§ **BRIEF 1**:
Name every array attribute listed in the "Array Attributes" section of the NumPy tutorial.
§ **BRIEF 2**:
Write the next part of the NumPy tutorial, picking up right after its last line.

§ **SOURCE TEXT**:
There are several ways to create arrays in NumPy:

### 1. Using `np.array`

Convert a Python list into a NumPy array.

In [None]:
data = [10, 20, 30, 40, 50]
arr = np.array(data)
print('NumPy array:', arr)

### 2. Using `np.zeros` and `np.ones`

- `np.zeros(shape)` creates an array filled with zeros.
- `np.ones(shape)` creates an array filled with ones.

In [None]:
# Array of zeros: 3 rows x 4 columns
zeros_array = np.zeros((3, 4))
print('Zeros array:\n', zeros_array)

# Array of ones: 2 rows x 5 columns
ones_array = np.ones((2, 5))
print('Ones array:\n', ones_array)

### 3. Using `np.arange` and `np.linspace`

- `np.arange(start, stop, step)` creates an array with evenly spaced values.
- `np.linspace(start, stop, num)` creates an array with a specified number of evenly spaced values.

In [None]:
# Using np.arange: values from 0 to 8 with step 2
arange_array = np.arange(0, 10, 2)
print('np.arange:', arange_array)

# Using np.linspace: 5 values evenly spaced between 0 and 1
linspace_array = np.linspace(0, 1, 5)
print('np.linspace:', linspace_array)

## Array Attributes

Every NumPy array has several useful attributes:

- **`shape`**: The dimensions of the array (rows, columns, etc.)
- **`dtype`**: The data type of the elements
- **`size`**: Total number of elements in the array
- **`ndim`**: Number of dimensions (axes) of the array

In [None]:
arr_example = np.array([[1, 2, 3], [4, 5, 6]])
print('Array:')
print(arr_example)

print('Shape:', arr_example.shape)
print('Data type:', arr_example.dtype)
print('Size:', arr_example.size)
print('Number of dimensions:', arr_example.ndim)

## Array Operations

### Indexing and Slicing

You can access elements in a NumPy array similar to Python lists:

- **Indexing:** Use square brackets `[]` with the index (starting at 0) to get a single element.
- **Slicing:** Use the colon `:` to extract a subset of the array.

In [None]:
sample_array = np.array([10, 20, 30, 40, 50])

# Indexing: Get the third element (index 2)
print('Third element:', sample_array[2])

# Slicing: Get elements from index 1 to 3 (index 4 is excluded)
print('Slice from index 1 to 4:', sample_array[1:4])

### Mathematical Operations (Element-wise)

NumPy allows you to perform arithmetic operations on arrays element-wise.

In [None]:
a = np.array([1, 2, 3])
b = np.array([4, 5, 6])

print('Addition:', a + b)
print('Subtraction:', a - b)
print('Multiplication:', a * b)
print('Division:', a / b)

### Broadcasting

Broadcasting allows NumPy to perform operations on arrays of different shapes by "stretching" the smaller array along the missing dimensions. For example, adding a vector to each row of a matrix.

In [None]:
matrix = np.array([[1, 2, 3],
                   [4, 5, 6]])
vector = np.array([1, 0, 1])

§ **ROWS**:
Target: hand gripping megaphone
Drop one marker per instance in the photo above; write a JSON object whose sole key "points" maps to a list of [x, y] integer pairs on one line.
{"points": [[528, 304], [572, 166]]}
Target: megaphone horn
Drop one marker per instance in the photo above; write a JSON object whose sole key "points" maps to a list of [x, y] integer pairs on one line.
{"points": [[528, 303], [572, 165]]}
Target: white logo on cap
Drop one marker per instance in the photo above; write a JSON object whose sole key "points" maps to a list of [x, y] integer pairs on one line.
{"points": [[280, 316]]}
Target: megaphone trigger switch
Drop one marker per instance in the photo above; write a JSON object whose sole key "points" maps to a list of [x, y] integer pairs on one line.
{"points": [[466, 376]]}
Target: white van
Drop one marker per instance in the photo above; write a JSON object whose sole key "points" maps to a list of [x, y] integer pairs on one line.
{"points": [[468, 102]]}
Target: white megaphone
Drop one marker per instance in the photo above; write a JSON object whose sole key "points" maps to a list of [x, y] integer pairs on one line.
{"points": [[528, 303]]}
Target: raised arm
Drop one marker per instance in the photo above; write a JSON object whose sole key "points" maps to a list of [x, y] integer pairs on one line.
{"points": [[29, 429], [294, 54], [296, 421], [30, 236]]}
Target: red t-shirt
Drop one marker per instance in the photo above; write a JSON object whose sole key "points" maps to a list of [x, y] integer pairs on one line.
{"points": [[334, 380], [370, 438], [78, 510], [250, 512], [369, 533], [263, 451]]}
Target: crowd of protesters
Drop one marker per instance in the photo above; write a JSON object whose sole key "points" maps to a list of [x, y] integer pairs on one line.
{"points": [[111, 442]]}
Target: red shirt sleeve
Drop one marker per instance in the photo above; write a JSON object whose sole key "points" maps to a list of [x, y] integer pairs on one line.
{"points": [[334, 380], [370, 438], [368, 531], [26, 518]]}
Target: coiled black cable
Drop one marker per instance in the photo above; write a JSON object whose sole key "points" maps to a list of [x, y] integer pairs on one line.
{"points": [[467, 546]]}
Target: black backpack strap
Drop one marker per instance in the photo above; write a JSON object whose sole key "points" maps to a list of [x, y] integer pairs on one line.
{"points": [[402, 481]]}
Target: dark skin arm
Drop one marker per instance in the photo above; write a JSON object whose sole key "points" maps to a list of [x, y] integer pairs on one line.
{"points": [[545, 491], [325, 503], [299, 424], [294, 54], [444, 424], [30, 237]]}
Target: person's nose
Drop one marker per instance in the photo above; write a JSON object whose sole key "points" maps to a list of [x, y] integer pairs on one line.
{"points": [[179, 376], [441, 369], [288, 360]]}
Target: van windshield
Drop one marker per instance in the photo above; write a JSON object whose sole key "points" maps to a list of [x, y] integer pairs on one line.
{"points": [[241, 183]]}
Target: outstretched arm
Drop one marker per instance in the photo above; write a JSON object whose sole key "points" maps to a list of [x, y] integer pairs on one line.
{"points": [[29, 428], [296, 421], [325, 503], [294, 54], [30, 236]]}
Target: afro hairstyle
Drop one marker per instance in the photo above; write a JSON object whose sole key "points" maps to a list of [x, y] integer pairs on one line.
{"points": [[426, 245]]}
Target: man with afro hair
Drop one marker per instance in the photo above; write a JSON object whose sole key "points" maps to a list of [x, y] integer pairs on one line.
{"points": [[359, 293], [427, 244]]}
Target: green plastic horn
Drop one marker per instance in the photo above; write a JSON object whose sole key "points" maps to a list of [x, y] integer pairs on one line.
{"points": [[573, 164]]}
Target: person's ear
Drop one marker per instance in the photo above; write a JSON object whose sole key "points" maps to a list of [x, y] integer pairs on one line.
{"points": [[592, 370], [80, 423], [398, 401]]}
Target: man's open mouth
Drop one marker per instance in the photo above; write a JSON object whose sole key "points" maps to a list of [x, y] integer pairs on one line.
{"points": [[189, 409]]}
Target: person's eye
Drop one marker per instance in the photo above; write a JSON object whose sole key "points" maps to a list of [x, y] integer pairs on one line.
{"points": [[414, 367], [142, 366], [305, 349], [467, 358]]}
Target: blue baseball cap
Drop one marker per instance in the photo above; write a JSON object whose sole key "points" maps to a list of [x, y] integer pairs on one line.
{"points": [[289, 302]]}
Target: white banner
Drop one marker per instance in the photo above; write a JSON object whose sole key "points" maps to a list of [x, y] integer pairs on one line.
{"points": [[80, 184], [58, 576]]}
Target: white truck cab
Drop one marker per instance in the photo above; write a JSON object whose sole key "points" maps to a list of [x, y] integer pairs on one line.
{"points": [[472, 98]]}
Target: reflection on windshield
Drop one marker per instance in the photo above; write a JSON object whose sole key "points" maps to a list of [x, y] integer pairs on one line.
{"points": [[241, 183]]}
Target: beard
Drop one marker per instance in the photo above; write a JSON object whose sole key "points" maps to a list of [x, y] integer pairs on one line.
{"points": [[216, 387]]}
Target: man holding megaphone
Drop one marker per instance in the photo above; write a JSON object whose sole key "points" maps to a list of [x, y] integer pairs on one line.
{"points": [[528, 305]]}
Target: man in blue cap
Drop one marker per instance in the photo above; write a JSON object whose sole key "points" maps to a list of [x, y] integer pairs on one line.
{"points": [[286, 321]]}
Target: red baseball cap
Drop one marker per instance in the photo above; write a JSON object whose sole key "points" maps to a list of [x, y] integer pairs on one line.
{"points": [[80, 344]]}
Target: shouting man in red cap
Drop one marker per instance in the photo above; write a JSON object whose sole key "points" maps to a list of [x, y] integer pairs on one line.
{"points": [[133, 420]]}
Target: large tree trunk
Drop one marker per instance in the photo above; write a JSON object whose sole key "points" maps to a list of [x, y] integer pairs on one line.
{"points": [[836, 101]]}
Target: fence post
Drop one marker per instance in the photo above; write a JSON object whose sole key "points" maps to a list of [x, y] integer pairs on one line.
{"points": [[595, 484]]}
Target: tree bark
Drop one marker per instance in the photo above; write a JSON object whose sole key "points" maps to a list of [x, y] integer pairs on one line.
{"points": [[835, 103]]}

§ **EXERCISE ANSWER 1**:
shape, dtype, size, ndim

§ **EXERCISE ANSWER 2**:
# Broadcasting: Add the vector to each row of the matrix
result = matrix + vector
print('Matrix:\n', matrix)
print('Vector:', vector)
print('Result of broadcasting addition:\n', result)

### Aggregation Functions

NumPy provides functions to aggregate values in an array:

- **`np.sum()`**: Sum of all elements
- **`np.mean()`**: Mean (average) of elements
- **`np.std()`**: Standard deviation
- **`np.min()`**: Minimum value
- **`np.max()`**: Maximum value

In [None]:
data = np.array([1, 2, 3, 4, 5])

print('Sum:', np.sum(data))
print('Mean:', np.mean(data))
print('Standard Deviation:', np.std(data))
print('Minimum:', np.min(data))
print('Maximum:', np.max(data))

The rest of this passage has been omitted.